▸ Working data:
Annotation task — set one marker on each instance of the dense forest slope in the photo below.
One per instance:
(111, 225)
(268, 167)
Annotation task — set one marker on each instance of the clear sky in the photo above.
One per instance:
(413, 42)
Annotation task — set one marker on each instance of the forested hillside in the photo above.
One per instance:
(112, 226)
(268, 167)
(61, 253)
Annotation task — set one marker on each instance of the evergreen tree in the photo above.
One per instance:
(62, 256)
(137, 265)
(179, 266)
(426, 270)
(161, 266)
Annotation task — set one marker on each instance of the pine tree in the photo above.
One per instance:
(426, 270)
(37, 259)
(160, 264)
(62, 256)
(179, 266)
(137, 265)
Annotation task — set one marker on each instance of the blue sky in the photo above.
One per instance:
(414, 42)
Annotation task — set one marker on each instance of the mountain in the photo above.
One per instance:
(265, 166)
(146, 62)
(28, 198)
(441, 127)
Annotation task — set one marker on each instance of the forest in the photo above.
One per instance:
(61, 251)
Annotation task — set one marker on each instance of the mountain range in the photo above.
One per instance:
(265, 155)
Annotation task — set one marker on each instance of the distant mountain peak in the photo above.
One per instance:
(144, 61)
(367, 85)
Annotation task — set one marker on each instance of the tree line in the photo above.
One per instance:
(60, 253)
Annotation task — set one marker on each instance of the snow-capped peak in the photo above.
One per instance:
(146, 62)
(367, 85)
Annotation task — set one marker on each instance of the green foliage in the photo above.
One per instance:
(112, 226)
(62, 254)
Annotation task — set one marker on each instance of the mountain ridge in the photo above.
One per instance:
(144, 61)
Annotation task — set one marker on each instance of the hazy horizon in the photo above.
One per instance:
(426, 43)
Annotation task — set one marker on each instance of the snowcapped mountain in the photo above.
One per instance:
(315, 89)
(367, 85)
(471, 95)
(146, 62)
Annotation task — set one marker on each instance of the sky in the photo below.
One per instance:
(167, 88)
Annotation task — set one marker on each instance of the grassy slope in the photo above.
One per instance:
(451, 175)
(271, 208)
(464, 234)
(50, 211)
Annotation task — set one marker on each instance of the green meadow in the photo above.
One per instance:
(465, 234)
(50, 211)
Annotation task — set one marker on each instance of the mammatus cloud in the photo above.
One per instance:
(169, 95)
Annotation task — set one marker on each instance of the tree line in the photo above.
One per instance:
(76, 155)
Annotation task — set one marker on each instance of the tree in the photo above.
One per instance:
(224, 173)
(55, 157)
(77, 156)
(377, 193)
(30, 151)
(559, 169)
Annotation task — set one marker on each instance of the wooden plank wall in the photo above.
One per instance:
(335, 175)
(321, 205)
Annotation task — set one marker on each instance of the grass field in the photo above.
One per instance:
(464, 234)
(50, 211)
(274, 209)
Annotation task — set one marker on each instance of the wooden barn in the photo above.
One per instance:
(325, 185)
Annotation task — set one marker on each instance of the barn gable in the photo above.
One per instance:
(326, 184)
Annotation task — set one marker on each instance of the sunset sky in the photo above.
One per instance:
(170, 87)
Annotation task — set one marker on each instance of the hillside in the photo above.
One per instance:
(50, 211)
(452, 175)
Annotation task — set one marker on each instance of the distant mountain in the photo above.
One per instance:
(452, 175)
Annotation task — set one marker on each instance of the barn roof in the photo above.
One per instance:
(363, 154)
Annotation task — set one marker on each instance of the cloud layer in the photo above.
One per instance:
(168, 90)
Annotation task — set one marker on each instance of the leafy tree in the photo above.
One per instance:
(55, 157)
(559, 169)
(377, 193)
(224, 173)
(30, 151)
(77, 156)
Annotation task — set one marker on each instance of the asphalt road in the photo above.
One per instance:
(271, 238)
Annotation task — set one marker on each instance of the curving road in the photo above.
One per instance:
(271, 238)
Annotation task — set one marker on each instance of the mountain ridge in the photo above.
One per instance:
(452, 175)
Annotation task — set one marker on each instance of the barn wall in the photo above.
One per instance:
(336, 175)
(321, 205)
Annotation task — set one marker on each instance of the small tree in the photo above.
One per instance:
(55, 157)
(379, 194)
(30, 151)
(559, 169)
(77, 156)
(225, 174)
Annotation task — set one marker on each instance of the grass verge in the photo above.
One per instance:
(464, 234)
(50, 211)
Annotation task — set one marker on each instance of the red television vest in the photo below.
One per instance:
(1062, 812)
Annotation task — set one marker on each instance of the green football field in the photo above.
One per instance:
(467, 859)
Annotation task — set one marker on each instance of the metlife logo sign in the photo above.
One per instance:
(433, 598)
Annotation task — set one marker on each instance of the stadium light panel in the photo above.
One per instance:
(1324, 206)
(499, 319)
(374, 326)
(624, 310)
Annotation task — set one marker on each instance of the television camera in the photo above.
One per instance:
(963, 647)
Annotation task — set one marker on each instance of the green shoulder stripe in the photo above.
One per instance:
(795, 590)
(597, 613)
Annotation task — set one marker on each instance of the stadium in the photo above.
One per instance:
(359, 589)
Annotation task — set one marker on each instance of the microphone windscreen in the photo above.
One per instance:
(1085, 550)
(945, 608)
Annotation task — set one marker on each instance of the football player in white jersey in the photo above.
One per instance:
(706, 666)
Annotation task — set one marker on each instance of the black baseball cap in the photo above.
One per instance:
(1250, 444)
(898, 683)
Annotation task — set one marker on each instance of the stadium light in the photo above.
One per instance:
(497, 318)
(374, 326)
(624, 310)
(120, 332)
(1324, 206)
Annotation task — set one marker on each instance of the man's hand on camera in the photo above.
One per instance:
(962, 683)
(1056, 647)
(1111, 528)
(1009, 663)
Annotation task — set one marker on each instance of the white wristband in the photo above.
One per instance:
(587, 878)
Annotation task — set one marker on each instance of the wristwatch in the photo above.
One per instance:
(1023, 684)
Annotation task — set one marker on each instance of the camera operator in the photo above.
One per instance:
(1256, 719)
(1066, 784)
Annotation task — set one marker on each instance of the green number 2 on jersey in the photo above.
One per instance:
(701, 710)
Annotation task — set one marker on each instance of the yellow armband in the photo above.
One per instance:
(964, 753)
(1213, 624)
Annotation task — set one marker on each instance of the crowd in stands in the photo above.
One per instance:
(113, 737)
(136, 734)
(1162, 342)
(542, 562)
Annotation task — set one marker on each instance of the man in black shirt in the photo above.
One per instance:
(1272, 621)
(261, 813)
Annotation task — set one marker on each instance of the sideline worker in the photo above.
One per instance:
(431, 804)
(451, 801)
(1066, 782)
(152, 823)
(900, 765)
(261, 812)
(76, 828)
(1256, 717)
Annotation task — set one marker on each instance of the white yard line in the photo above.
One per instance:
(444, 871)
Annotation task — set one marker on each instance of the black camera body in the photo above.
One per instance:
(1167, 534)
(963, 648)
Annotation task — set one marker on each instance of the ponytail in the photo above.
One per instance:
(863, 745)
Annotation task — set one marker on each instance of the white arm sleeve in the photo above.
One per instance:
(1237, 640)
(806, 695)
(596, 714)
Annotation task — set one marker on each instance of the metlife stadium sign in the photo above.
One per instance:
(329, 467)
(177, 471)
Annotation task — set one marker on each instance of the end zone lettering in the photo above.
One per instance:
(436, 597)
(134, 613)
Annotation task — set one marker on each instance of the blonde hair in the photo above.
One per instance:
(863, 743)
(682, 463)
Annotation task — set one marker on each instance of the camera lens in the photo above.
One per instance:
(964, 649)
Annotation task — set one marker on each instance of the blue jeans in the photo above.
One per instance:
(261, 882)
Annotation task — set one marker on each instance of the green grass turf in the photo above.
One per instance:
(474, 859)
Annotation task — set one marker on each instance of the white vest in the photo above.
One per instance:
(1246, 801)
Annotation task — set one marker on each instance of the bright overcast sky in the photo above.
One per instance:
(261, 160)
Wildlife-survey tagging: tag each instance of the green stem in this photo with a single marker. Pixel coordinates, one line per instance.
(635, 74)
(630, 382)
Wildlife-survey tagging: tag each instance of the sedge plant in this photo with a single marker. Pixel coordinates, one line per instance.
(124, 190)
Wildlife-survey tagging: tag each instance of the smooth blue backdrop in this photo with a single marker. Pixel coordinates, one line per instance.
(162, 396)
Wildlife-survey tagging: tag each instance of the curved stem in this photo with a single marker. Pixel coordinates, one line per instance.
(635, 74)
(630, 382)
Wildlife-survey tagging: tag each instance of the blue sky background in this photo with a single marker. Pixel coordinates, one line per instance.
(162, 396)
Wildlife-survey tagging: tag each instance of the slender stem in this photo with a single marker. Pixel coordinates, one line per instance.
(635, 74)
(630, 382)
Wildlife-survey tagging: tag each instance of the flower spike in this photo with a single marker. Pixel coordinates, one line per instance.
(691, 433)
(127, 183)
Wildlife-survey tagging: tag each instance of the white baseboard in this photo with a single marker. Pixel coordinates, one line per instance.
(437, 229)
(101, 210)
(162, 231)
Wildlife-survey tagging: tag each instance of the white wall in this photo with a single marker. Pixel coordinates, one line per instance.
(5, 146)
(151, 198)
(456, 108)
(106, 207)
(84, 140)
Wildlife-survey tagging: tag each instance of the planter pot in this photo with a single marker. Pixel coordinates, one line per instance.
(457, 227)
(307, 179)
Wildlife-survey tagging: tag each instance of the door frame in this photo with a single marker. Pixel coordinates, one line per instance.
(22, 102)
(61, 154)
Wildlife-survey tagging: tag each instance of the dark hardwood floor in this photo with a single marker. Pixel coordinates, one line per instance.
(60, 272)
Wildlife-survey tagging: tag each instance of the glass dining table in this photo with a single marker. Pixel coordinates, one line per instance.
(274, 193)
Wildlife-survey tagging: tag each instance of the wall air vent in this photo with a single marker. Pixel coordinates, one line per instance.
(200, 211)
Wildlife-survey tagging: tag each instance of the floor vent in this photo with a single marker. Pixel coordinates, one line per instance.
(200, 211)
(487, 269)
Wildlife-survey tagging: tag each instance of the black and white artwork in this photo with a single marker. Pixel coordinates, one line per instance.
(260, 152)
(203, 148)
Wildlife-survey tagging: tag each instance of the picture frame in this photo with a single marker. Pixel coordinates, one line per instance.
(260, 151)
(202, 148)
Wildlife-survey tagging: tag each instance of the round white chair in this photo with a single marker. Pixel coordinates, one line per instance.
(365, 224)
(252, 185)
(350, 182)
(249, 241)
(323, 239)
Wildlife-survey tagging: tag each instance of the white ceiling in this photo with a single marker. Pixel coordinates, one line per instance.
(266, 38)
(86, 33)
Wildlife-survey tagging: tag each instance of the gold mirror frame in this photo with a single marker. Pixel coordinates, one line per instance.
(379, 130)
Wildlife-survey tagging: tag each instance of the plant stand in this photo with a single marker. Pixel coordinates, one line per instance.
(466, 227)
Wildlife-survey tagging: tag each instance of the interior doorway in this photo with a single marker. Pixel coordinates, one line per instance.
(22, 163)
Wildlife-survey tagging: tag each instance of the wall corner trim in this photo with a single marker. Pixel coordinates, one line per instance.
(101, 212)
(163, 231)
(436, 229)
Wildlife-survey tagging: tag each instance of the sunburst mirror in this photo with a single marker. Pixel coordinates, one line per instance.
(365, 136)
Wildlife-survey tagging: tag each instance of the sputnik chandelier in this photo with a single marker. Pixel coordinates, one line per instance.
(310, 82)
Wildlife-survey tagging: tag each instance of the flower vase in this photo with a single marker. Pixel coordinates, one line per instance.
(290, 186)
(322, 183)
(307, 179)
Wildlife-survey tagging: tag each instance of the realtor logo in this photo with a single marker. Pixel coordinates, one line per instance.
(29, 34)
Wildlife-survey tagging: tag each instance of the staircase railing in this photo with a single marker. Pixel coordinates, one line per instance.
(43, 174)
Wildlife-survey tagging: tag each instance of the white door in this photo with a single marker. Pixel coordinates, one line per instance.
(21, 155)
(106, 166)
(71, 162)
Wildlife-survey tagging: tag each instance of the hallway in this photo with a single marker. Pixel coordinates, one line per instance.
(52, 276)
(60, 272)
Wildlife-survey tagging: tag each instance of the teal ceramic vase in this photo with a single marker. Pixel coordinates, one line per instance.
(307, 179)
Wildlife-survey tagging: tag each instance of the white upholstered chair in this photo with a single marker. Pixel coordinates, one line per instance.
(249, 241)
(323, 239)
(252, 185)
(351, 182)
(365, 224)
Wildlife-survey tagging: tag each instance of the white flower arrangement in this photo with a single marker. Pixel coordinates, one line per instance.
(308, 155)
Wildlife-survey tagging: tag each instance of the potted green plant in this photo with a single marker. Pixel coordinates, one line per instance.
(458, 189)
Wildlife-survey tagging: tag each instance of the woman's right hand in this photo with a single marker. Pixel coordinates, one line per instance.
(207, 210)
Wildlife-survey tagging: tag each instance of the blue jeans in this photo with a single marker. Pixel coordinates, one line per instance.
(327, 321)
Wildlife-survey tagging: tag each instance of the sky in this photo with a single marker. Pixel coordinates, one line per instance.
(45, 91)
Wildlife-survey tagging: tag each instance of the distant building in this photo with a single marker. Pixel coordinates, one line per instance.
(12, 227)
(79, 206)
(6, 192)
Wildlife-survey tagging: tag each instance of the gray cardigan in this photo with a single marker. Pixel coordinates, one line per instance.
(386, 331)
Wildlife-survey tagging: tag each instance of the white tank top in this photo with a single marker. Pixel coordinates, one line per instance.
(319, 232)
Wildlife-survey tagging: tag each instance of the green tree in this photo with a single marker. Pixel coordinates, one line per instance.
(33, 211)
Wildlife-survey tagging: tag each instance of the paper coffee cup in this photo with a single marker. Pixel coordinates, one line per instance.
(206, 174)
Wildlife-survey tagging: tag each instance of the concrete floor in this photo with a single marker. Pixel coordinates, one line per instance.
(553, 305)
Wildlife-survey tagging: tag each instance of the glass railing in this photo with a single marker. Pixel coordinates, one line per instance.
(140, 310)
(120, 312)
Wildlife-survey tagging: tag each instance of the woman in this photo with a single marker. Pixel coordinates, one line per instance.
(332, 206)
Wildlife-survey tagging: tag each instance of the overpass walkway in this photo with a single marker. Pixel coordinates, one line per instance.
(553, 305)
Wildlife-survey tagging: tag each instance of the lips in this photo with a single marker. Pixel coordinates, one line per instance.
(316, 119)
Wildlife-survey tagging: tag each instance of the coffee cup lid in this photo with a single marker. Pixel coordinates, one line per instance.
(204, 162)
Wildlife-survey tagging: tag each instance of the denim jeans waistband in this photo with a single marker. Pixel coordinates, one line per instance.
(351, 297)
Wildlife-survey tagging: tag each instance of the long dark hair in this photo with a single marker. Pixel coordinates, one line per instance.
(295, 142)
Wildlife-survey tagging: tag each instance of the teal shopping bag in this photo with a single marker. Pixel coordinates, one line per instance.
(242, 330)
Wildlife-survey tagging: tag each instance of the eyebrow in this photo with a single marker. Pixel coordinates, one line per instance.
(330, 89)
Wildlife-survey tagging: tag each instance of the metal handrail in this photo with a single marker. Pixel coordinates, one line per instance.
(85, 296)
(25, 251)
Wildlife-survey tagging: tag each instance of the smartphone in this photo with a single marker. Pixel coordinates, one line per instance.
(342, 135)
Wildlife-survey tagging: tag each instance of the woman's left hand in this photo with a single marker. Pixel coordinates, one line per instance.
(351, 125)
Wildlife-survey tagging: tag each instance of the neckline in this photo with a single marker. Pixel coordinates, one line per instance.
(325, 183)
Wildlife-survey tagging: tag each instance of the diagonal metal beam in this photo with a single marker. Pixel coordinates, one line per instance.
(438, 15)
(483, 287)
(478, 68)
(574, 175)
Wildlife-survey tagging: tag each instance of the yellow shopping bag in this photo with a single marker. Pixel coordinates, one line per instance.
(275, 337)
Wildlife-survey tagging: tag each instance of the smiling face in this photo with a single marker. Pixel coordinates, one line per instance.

▸ Instruction:
Nothing outside the span should appear: transcribe the lines from the one containing "Wildlife-survey tagging: tag each instance of the long" through the last line of the records.

▸ The output:
Wildlife-survey tagging: tag each instance of the long dark hair in this photo with a single marker. Pixel coordinates, one line per instance.
(295, 142)
Wildlife-survey tagging: tag each instance of the teal shopping bag in this photo with a single marker. Pixel coordinates, one line per instance.
(242, 330)
Wildlife-survey tagging: tag each instance of the eyebrow in this photo with a single marker. Pixel coordinates, one line per instance.
(330, 89)
Wildlife-survey tagging: tag each instance of the metal handrail in this photo with a single marker. Pixel coordinates, one line per instance.
(85, 296)
(25, 251)
Wildlife-survey tagging: tag each instance of the smartphone in this photo with a single marker. Pixel coordinates, one line per instance.
(342, 135)
Wildlife-survey tagging: tag each instance of the woman's left hand in this photo with a single marker. Pixel coordinates, one line per instance.
(351, 125)
Wildlife-survey tagging: tag each instance of the neckline in this photo with a single marker. Pixel coordinates, one line per instance.
(325, 183)
Wildlife-survey tagging: tag each instance of the diagonal metal beam in this photo with a single marker. Pixel coordinates, one line per instance.
(438, 15)
(483, 287)
(478, 68)
(574, 175)
Wildlife-survey tagging: tag each instance of the yellow shopping bag in this photo with a single marker. Pixel coordinates, one line per instance.
(275, 337)
Wildlife-survey tagging: tag each instance of the smiling face in this photo with a single marker. Pixel coordinates, one line per instance.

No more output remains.